REQUIREMENTS:
Reproduce word for word the part of the items below that opens with the line containing "If you could annotate the dog's ear" and closes with the line containing "(1203, 598)", including both of those lines and nothing else.
*** DATASET CONTENT
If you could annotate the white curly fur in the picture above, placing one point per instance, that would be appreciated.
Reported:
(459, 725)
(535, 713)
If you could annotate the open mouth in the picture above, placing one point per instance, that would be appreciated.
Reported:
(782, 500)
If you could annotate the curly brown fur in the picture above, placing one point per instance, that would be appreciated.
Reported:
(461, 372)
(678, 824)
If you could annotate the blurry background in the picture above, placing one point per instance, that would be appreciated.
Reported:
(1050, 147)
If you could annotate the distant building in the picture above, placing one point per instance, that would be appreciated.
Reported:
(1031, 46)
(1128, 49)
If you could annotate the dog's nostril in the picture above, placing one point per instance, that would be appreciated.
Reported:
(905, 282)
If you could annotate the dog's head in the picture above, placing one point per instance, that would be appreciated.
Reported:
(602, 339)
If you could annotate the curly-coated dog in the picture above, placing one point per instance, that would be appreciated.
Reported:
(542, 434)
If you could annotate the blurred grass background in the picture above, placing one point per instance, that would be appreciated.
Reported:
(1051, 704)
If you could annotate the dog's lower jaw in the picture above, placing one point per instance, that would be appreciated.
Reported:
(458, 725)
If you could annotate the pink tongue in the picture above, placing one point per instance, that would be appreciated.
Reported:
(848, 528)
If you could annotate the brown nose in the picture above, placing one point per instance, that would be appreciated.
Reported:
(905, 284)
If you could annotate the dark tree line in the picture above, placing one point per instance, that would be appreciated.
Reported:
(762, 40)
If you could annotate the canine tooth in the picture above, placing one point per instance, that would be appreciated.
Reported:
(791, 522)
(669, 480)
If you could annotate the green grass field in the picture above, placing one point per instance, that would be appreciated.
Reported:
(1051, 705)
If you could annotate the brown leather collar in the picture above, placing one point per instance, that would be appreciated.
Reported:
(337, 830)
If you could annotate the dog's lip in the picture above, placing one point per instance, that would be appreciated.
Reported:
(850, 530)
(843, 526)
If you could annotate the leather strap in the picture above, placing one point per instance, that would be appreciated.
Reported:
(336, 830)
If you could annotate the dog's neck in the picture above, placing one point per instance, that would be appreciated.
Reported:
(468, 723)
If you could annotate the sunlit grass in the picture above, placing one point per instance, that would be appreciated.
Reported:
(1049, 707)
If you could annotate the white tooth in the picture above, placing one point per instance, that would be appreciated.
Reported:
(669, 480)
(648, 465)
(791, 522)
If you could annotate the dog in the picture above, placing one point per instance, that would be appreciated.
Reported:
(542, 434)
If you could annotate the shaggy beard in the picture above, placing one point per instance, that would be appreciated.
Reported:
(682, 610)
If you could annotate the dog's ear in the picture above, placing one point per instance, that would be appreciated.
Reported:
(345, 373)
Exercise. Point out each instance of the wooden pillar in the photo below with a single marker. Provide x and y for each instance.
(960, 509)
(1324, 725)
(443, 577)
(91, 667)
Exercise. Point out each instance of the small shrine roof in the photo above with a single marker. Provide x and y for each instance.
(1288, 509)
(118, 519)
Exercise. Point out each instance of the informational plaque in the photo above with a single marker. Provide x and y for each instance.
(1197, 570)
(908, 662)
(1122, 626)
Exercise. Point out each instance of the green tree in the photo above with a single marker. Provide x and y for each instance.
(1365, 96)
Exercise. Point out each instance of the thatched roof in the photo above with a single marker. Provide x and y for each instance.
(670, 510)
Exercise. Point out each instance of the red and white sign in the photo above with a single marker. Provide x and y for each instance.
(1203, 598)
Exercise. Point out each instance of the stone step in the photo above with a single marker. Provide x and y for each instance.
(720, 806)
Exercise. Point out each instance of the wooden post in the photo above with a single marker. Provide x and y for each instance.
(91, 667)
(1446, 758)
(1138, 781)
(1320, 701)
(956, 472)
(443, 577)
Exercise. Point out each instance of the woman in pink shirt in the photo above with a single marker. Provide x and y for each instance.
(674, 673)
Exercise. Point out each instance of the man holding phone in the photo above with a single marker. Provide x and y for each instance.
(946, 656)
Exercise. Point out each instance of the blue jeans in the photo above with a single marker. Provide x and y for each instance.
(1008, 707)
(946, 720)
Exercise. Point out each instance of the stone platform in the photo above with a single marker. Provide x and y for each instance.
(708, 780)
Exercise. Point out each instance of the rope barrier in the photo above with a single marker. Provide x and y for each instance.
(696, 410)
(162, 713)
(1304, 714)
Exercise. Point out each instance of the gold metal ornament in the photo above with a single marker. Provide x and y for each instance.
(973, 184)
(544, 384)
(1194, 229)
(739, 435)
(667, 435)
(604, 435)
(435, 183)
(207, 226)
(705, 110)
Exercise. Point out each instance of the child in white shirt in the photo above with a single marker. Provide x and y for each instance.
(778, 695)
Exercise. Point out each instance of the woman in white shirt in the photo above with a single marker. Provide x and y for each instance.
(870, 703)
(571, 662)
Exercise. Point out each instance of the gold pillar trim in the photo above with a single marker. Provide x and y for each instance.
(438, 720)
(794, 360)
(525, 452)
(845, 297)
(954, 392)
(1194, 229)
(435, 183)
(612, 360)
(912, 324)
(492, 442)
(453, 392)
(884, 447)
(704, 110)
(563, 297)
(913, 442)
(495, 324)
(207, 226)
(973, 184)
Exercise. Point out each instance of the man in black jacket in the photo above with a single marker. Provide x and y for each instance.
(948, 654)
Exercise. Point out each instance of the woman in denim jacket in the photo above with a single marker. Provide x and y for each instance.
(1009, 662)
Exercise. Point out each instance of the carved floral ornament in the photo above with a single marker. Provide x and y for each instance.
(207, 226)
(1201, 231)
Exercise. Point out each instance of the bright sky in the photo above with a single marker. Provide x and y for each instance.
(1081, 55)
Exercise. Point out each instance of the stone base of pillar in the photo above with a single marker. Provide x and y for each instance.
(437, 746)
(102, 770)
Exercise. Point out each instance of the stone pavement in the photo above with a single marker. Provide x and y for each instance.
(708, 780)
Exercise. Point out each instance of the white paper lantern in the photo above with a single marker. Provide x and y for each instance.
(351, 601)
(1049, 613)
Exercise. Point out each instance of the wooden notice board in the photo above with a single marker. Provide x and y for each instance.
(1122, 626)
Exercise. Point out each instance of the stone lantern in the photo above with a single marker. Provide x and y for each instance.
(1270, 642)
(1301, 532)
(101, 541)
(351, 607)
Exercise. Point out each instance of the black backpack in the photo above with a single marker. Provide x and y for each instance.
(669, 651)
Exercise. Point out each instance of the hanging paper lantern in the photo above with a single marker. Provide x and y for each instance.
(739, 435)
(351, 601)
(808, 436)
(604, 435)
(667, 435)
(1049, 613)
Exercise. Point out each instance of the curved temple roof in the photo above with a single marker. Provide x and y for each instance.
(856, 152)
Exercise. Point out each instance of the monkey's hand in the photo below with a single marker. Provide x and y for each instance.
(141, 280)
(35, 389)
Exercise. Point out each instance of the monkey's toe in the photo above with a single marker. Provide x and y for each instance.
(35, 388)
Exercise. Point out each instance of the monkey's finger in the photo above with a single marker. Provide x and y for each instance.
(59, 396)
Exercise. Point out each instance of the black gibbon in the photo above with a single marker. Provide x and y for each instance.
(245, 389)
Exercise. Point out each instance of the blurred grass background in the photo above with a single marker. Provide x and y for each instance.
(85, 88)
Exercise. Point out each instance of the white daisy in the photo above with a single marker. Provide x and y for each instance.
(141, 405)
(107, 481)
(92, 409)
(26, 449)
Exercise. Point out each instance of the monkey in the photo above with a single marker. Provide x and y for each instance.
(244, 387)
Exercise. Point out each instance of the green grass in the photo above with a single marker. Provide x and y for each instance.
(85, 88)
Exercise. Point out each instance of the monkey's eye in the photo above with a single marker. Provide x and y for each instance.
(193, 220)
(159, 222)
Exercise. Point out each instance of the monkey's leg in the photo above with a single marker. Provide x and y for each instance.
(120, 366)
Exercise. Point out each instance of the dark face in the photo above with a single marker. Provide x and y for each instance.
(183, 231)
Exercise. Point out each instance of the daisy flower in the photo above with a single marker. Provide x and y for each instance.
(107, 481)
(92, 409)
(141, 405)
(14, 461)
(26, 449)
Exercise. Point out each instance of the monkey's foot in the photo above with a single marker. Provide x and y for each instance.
******
ANSWER TO THIS TASK:
If you could annotate the dog's ear in the picture above, placing one point per instance, that would be appreciated.
Reported:
(345, 373)
Exercise. Point out each instance of the wooden pillar in the photo below with a single marker. Provide x and y for each instance.
(960, 509)
(1324, 725)
(443, 577)
(91, 667)
Exercise. Point out each instance of the small shrine roof in the photo above with a single marker. Provide x and y for each instance.
(1288, 509)
(118, 519)
Exercise. Point out each instance of the informational plaque in the photo above with a single marker. Provide x and y for each instance.
(1197, 570)
(908, 662)
(1122, 626)
Exercise. Point out each instance of the green tree in the photo above with a single marker. Provide x and y for each instance.
(1365, 96)
Exercise. Point out each instance of the thatched roof in the photo above with a single marker. Provide x and y for each instance.
(670, 510)
Exercise. Point out each instance of the red and white sign in the photo above with a single marker. Provide x and y for each instance.
(1203, 598)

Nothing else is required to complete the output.